- **EXERCISE DATA**
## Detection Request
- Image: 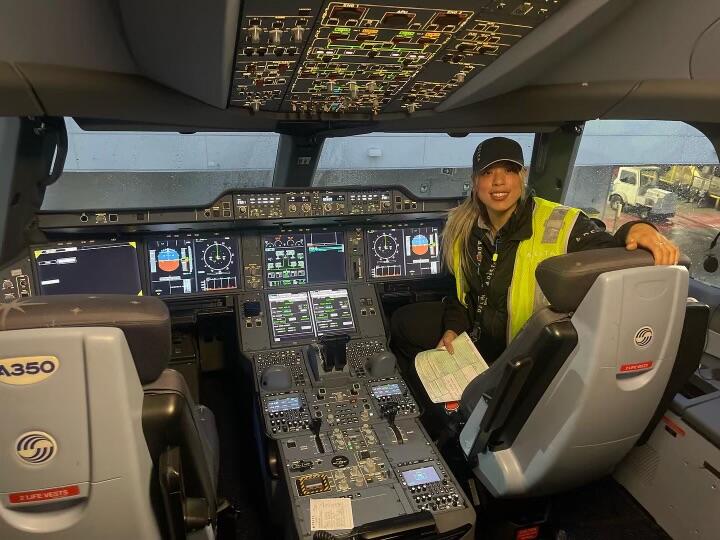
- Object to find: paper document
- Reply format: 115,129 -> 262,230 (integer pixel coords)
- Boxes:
415,332 -> 488,403
310,497 -> 355,531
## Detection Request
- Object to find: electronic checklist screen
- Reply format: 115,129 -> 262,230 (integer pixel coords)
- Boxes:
268,289 -> 355,343
32,242 -> 142,295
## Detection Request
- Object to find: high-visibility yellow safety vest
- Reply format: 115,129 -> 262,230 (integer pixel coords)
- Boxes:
453,197 -> 580,343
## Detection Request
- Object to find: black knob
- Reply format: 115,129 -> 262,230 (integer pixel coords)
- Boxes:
243,302 -> 260,317
310,417 -> 322,437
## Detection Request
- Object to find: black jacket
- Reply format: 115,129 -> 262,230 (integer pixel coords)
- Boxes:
443,198 -> 641,362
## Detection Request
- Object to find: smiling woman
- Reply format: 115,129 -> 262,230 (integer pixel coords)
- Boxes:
393,137 -> 679,384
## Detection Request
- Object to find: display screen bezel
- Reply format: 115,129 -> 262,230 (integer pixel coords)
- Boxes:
363,221 -> 445,283
29,238 -> 147,296
263,285 -> 360,349
143,231 -> 244,300
259,227 -> 350,291
400,465 -> 442,487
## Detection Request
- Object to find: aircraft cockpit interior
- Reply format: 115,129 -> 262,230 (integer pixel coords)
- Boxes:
0,0 -> 720,540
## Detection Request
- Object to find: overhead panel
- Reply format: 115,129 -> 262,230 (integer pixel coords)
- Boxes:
230,0 -> 569,115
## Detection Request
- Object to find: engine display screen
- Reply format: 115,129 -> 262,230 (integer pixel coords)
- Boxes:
268,292 -> 315,343
402,467 -> 440,487
33,242 -> 142,295
268,396 -> 300,413
310,289 -> 355,336
372,383 -> 402,399
366,227 -> 440,280
268,289 -> 355,343
262,232 -> 346,287
147,236 -> 239,296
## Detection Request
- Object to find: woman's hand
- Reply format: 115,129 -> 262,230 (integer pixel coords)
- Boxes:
435,330 -> 457,354
625,223 -> 680,264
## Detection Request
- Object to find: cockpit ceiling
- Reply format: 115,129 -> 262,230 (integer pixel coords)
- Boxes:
230,0 -> 568,114
7,0 -> 720,131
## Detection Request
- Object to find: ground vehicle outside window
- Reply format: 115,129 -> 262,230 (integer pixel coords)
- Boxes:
609,167 -> 677,221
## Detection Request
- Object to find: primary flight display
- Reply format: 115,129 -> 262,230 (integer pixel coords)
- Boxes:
147,236 -> 239,296
366,226 -> 440,280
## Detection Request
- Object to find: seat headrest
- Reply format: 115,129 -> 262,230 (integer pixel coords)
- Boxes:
535,247 -> 690,313
0,294 -> 171,384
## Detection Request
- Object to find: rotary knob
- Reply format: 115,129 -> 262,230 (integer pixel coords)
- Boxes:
248,26 -> 262,43
270,28 -> 282,45
290,26 -> 305,43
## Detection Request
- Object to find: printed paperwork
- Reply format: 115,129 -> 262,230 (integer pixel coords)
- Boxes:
415,332 -> 488,403
310,497 -> 354,531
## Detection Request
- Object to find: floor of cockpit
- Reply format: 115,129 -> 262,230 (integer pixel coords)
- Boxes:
200,370 -> 270,540
553,477 -> 671,540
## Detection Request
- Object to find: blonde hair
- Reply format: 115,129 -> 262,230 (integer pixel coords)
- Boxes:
441,167 -> 528,285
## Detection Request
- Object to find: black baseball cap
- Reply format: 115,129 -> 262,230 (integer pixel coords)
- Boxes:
473,137 -> 524,174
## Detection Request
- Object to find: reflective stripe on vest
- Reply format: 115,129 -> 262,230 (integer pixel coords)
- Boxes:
453,197 -> 580,343
506,197 -> 580,343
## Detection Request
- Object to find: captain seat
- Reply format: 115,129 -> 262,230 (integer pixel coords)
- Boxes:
0,295 -> 219,540
460,248 -> 707,498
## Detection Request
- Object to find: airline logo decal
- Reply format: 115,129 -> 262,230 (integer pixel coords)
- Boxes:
0,356 -> 60,386
635,326 -> 653,349
15,431 -> 57,465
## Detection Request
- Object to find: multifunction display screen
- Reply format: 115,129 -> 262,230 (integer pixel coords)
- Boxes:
402,467 -> 440,487
268,292 -> 315,342
268,289 -> 355,343
33,242 -> 142,295
268,396 -> 301,413
262,232 -> 346,287
372,383 -> 402,399
366,227 -> 440,279
310,289 -> 355,336
147,236 -> 239,296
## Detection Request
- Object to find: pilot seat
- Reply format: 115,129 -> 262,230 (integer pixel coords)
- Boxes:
458,248 -> 708,498
0,295 -> 219,540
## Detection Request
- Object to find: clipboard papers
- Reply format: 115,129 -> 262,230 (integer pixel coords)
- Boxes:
415,332 -> 488,403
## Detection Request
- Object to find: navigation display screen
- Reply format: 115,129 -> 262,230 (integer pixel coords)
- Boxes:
402,467 -> 440,487
33,242 -> 142,295
147,236 -> 239,296
372,383 -> 402,399
268,396 -> 300,413
366,227 -> 440,279
268,292 -> 315,343
262,232 -> 346,287
310,289 -> 355,336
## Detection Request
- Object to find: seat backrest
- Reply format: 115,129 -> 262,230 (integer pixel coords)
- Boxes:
460,249 -> 688,496
0,327 -> 160,540
0,295 -> 217,540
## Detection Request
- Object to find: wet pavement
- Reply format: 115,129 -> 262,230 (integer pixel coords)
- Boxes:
598,203 -> 720,287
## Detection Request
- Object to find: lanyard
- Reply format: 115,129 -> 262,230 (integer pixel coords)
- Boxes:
471,234 -> 500,341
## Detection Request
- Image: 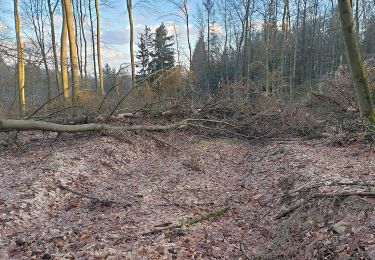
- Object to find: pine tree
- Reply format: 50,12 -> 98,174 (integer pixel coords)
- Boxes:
150,23 -> 175,73
136,26 -> 152,79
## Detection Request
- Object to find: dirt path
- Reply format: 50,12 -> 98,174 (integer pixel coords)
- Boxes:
0,133 -> 375,259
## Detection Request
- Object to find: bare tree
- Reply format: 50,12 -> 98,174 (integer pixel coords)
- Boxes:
60,0 -> 70,100
47,0 -> 61,92
95,0 -> 105,95
126,0 -> 135,88
88,0 -> 98,90
168,0 -> 193,70
338,0 -> 375,122
63,0 -> 79,106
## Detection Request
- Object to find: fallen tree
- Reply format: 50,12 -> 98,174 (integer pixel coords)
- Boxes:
0,119 -> 187,133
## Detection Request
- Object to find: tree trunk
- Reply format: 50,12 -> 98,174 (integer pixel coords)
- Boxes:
13,0 -> 26,114
95,0 -> 105,96
0,119 -> 186,133
47,0 -> 61,93
338,0 -> 375,122
64,0 -> 79,106
89,0 -> 98,91
60,0 -> 70,100
126,0 -> 135,88
79,0 -> 87,84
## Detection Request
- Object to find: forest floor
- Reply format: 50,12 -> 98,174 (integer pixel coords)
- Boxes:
0,131 -> 375,259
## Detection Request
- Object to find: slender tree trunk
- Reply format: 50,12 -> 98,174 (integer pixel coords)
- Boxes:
60,0 -> 70,100
126,0 -> 135,88
71,0 -> 83,79
338,0 -> 375,122
95,0 -> 105,96
183,0 -> 193,70
64,0 -> 79,106
13,0 -> 26,114
88,0 -> 98,91
289,0 -> 301,100
242,0 -> 251,83
47,0 -> 61,93
355,0 -> 359,39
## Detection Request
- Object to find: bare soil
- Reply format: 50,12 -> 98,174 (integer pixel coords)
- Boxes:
0,131 -> 375,259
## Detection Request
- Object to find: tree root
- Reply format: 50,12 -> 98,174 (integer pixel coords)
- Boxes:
0,119 -> 186,133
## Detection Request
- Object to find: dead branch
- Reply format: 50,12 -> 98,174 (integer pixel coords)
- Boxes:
0,119 -> 186,133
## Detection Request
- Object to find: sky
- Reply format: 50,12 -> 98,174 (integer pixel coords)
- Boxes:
0,0 -> 206,68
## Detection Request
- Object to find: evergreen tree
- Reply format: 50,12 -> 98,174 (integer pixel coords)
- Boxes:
191,33 -> 208,92
136,26 -> 153,79
150,23 -> 175,73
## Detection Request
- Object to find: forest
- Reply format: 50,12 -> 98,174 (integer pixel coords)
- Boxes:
0,0 -> 375,259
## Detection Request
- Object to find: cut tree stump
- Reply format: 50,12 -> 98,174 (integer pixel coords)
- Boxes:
0,119 -> 187,133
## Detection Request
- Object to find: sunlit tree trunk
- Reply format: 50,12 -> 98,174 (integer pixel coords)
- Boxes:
242,0 -> 251,83
13,0 -> 26,114
47,0 -> 61,93
71,0 -> 83,79
79,0 -> 87,81
63,0 -> 79,106
95,0 -> 105,95
126,0 -> 135,88
89,0 -> 98,91
338,0 -> 375,122
60,0 -> 70,100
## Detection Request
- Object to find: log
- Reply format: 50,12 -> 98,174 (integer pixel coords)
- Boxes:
0,119 -> 187,133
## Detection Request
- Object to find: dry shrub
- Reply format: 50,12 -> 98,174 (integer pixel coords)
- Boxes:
201,84 -> 320,138
307,59 -> 375,116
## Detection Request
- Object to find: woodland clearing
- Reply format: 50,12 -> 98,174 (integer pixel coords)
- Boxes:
0,125 -> 375,259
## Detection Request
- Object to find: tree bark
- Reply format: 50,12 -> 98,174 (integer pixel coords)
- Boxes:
0,119 -> 186,133
13,0 -> 26,114
60,0 -> 70,100
95,0 -> 105,96
126,0 -> 135,88
89,0 -> 98,91
63,0 -> 79,106
47,0 -> 61,93
338,0 -> 375,122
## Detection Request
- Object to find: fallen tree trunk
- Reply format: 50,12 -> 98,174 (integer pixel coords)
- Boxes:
0,119 -> 187,133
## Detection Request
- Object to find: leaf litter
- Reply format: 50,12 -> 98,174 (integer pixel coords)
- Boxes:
0,131 -> 375,259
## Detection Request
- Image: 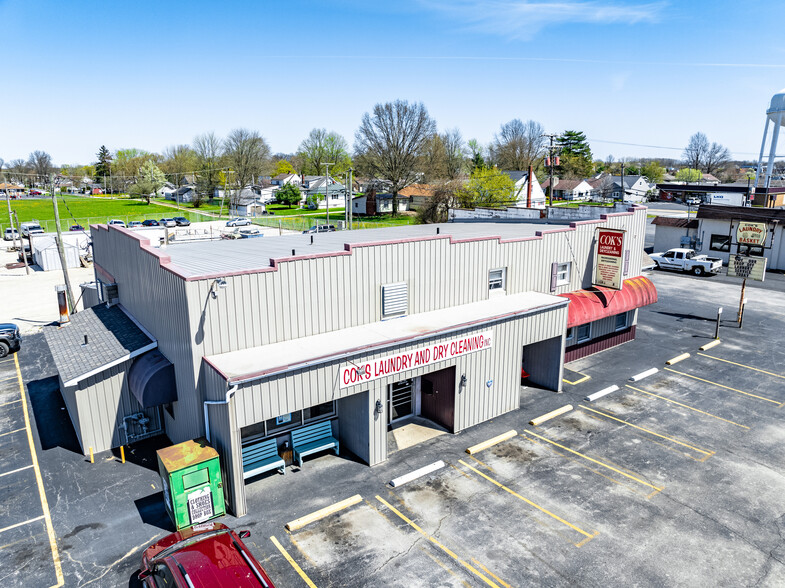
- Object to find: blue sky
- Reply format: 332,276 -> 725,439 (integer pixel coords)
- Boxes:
0,0 -> 785,164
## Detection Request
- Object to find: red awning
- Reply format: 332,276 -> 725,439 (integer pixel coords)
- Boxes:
559,276 -> 657,329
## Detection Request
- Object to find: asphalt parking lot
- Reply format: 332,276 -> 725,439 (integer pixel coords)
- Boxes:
0,272 -> 785,588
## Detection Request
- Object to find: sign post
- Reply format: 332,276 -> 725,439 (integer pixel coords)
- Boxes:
592,227 -> 627,290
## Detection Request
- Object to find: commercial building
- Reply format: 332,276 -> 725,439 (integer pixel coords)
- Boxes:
46,207 -> 656,516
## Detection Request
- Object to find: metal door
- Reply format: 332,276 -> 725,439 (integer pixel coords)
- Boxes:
420,366 -> 455,433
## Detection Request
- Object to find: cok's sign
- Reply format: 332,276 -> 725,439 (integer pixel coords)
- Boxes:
592,227 -> 627,290
340,331 -> 493,388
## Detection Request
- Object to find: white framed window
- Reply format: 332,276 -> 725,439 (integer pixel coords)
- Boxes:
488,267 -> 507,292
556,261 -> 572,286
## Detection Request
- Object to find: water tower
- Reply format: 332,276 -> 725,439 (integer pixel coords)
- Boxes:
755,88 -> 785,198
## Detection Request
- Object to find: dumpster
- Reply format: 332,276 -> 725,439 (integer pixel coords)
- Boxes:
156,439 -> 226,531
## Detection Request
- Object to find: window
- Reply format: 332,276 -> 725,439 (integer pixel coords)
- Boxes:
556,261 -> 572,286
709,235 -> 730,252
488,268 -> 507,292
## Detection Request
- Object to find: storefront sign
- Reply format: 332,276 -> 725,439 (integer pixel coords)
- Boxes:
592,228 -> 626,290
736,221 -> 767,247
340,331 -> 493,388
728,255 -> 768,282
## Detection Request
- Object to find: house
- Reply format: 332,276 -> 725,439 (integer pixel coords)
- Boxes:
542,178 -> 594,201
502,171 -> 545,208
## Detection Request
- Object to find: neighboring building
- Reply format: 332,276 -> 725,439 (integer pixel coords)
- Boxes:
652,204 -> 785,270
45,207 -> 656,516
502,171 -> 545,208
542,178 -> 594,201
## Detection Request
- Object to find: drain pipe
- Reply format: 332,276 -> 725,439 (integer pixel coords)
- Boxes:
204,384 -> 237,443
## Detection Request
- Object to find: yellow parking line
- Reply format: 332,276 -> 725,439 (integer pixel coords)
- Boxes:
0,515 -> 44,533
698,353 -> 785,380
578,406 -> 716,461
376,495 -> 499,588
270,536 -> 316,588
0,464 -> 33,478
14,355 -> 65,588
458,459 -> 599,539
626,384 -> 749,430
524,430 -> 665,496
663,368 -> 780,405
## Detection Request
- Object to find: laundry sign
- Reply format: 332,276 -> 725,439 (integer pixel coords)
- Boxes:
592,227 -> 627,290
340,331 -> 493,388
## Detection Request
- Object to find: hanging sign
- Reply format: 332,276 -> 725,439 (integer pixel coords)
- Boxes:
340,331 -> 493,388
736,221 -> 768,247
592,228 -> 627,290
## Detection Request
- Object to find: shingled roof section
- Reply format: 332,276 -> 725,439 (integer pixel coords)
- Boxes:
44,304 -> 157,386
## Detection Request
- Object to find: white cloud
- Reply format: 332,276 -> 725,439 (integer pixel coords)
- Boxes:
420,0 -> 665,40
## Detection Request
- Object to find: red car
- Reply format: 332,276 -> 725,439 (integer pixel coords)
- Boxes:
139,523 -> 275,588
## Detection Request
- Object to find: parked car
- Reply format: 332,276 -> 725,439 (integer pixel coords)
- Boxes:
303,225 -> 335,234
138,523 -> 275,588
19,222 -> 44,237
0,323 -> 22,358
650,248 -> 722,276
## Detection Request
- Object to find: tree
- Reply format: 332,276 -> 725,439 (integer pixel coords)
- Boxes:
224,129 -> 270,205
489,118 -> 545,171
354,100 -> 436,216
676,167 -> 703,184
275,184 -> 302,208
273,159 -> 297,177
297,129 -> 352,176
27,151 -> 55,182
193,131 -> 223,208
455,168 -> 515,208
641,161 -> 665,184
131,159 -> 166,204
94,145 -> 112,182
467,139 -> 485,173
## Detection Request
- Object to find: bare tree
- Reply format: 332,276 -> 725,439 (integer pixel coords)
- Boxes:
27,151 -> 54,182
224,129 -> 270,204
682,133 -> 709,169
354,100 -> 436,215
489,118 -> 545,171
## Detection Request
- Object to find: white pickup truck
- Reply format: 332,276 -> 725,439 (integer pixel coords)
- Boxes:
650,249 -> 722,276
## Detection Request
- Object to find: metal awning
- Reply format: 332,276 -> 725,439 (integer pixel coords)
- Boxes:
204,292 -> 567,384
128,349 -> 177,408
559,276 -> 657,329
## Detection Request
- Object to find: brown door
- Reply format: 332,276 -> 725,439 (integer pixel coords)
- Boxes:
420,366 -> 455,433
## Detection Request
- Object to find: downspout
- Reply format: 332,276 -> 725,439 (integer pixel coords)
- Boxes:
204,384 -> 237,442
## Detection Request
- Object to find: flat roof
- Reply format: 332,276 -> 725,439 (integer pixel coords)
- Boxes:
155,222 -> 569,279
204,291 -> 568,384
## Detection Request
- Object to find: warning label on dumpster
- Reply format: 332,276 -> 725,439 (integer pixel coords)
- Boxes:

- **WRITTEN EXERCISE**
Return every line of the material that contains the word "display".

- **ANSWER TO THE TASK**
- Object to find: display screen bezel
- Object to find: engine display screen
- Object to find: primary flight display
- Object to find: multifunction display screen
- Object to find: navigation display screen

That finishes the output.